Notice the beautiful contrast. The dot product uses \cos\theta and peaks when
the vectors are parallel; the cross product uses \sin\theta and peaks
when they are perpendicular. Work cares about pushing along; torque cares about pushing
across. One returns a scalar (energy), the other a vector (an axis of spin). Between them they
capture most of what forces actually do.
Worked examples
Example 1 — resolve a force. A child pulls a sled with a rope, exerting
F = 50\ \text{N} at \theta = 37^\circ above the
horizontal. Split it into components (using
\cos 37^\circ \approx 0.80, \sin 37^\circ \approx 0.60):
F_x = F\cos\theta = 50(0.80) = 40\ \text{N}, \qquad F_y = F\sin\theta = 50(0.60) = 30\ \text{N}.
Only the 40\ \text{N} horizontal part drags the sled forward; the
30\ \text{N} vertical part lifts it, easing the load on the ground.
Example 2 — work done. That same sled is pulled
d = 10\ \text{m} along level ground by the
50\ \text{N} rope at 37^\circ. The work done by the
rope is
W = Fd\cos\theta = (50)(10)(0.80) = 400\ \text{J}.
Equivalently, only the 40\ \text{N} horizontal component acts over the
10\ \text{m}: 40 \times 10 = 400\ \text{J} — the same
answer, as it must be.
Example 3 — torque on a wrench. You push with
F = 80\ \text{N} at the end of a
r = 0.25\ \text{m} wrench, at 90^\circ to the
handle. The torque magnitude is
|\vec{\tau}| = rF\sin\theta = (0.25)(80)\sin 90^\circ = 20\ \text{N·m}.

◆ Stored items ◆
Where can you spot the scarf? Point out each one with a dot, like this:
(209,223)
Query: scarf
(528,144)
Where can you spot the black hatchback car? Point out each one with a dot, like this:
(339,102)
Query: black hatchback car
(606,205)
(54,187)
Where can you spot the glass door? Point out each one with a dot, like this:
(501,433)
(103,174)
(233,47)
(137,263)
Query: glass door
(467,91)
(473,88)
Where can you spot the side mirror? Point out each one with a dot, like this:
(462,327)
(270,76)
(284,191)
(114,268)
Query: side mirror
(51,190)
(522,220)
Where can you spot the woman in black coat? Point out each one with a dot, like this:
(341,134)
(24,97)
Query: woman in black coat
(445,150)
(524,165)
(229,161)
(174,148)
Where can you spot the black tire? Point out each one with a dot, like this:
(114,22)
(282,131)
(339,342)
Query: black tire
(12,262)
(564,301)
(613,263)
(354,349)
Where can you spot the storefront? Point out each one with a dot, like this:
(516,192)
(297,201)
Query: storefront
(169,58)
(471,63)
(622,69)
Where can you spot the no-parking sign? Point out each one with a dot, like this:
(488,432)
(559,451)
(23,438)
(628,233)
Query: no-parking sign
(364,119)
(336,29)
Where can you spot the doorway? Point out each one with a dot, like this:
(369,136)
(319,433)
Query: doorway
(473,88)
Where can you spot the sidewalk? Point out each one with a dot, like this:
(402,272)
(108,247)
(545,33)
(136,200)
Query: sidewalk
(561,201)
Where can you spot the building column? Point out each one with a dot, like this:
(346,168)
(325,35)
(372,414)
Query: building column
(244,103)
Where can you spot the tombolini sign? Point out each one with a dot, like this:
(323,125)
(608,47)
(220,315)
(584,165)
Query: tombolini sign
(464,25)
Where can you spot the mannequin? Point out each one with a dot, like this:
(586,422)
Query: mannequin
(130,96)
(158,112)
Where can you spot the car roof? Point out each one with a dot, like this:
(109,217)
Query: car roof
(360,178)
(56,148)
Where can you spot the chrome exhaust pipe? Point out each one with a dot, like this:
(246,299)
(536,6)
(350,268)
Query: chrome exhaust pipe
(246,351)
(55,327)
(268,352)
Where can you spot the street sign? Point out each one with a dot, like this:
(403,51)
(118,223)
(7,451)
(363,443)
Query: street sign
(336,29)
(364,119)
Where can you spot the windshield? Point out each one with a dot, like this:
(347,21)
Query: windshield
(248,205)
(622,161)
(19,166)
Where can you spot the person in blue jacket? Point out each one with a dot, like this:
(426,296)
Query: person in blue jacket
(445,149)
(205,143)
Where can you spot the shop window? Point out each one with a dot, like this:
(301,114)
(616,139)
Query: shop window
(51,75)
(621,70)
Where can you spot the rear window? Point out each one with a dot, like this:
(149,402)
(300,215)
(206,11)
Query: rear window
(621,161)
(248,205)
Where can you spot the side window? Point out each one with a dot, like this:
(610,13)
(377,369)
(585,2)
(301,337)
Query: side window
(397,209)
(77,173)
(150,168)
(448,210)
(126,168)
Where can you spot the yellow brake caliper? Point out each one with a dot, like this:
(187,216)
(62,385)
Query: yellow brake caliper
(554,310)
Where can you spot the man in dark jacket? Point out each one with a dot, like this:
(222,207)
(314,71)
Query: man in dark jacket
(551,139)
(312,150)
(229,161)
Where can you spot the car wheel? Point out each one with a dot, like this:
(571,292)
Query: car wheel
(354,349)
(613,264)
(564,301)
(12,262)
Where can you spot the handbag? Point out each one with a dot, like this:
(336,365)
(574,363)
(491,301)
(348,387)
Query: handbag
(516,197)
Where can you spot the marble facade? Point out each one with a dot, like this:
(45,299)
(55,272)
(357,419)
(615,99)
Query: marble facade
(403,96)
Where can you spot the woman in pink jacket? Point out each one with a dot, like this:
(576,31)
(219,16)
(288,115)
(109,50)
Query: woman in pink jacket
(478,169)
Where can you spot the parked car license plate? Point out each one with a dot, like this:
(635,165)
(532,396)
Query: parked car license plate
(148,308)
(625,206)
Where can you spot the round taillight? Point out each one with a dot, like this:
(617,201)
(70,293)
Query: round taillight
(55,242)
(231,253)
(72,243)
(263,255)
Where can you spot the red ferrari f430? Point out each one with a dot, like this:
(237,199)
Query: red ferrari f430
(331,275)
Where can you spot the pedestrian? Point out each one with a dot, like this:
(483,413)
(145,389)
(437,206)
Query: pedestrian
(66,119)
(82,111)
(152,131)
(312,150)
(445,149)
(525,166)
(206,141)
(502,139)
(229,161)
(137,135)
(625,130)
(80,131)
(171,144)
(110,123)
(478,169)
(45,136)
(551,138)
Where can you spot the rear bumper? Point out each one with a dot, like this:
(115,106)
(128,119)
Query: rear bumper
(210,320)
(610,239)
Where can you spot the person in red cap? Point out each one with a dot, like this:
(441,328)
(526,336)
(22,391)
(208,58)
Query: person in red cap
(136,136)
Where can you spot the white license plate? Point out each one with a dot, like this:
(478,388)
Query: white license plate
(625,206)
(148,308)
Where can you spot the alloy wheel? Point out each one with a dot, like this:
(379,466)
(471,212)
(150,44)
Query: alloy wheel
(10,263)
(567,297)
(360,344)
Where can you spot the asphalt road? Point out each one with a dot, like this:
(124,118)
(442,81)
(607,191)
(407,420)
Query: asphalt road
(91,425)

◆ Complete the following ◆
a) Please reproduce the passage on forces and vectors, everything from "Notice the beautiful" down to "forces actually do.".
b) In the records, rename "Query" to "Target" in everything from the line containing "Where can you spot the marble" down to the last line of the records, both ends included. Leave all else unchanged and return only those lines.

◆ Solved problems ◆
a)
Notice the beautiful contrast. The dot product uses \cos\theta and peaks when
the vectors are parallel; the cross product uses \sin\theta and peaks
when they are perpendicular. Work cares about pushing along; torque cares about pushing
across. One returns a scalar (energy), the other a vector (an axis of spin). Between them they
capture most of what forces actually do.

b)
Where can you spot the marble facade? Point out each one with a dot, like this:
(45,299)
(55,272)
(357,419)
(615,99)
Target: marble facade
(403,96)
Where can you spot the woman in pink jacket? Point out each one with a dot, like this:
(576,31)
(219,16)
(288,115)
(109,50)
Target: woman in pink jacket
(478,169)
Where can you spot the parked car license plate? Point out each one with a dot, like this:
(635,165)
(532,396)
Target: parked car license plate
(148,308)
(625,206)
Where can you spot the round taillight? Point out each one with a dot, like this:
(617,201)
(70,293)
Target: round taillight
(55,242)
(231,253)
(72,243)
(263,255)
Where can you spot the red ferrari f430? Point out each one with a dot, like this:
(237,199)
Target: red ferrari f430
(331,275)
Where can you spot the pedestrian? Point out each one with a dot, like this:
(483,413)
(145,389)
(437,206)
Target: pedestrian
(66,119)
(82,111)
(152,131)
(312,150)
(445,149)
(525,166)
(206,141)
(502,139)
(229,161)
(137,135)
(625,130)
(80,131)
(171,144)
(110,123)
(478,169)
(45,136)
(551,138)
Where can you spot the rear bumper? Point out each one with a dot, like this:
(115,106)
(128,119)
Target: rear bumper
(210,320)
(610,239)
Where can you spot the person in red cap? Point out each one with a dot, like this:
(441,328)
(526,336)
(22,391)
(208,58)
Target: person in red cap
(136,136)
Where can you spot the white license plate? Point out each one with a dot, like this:
(478,388)
Target: white license plate
(625,206)
(148,308)
Where can you spot the alloy wheel? Point out each one with a dot, like this:
(379,466)
(471,212)
(150,44)
Target: alloy wheel
(10,263)
(567,297)
(360,344)
Where can you spot the asphalt road? Point out each one with a dot, like this:
(124,118)
(442,81)
(607,191)
(407,420)
Target: asphalt road
(91,425)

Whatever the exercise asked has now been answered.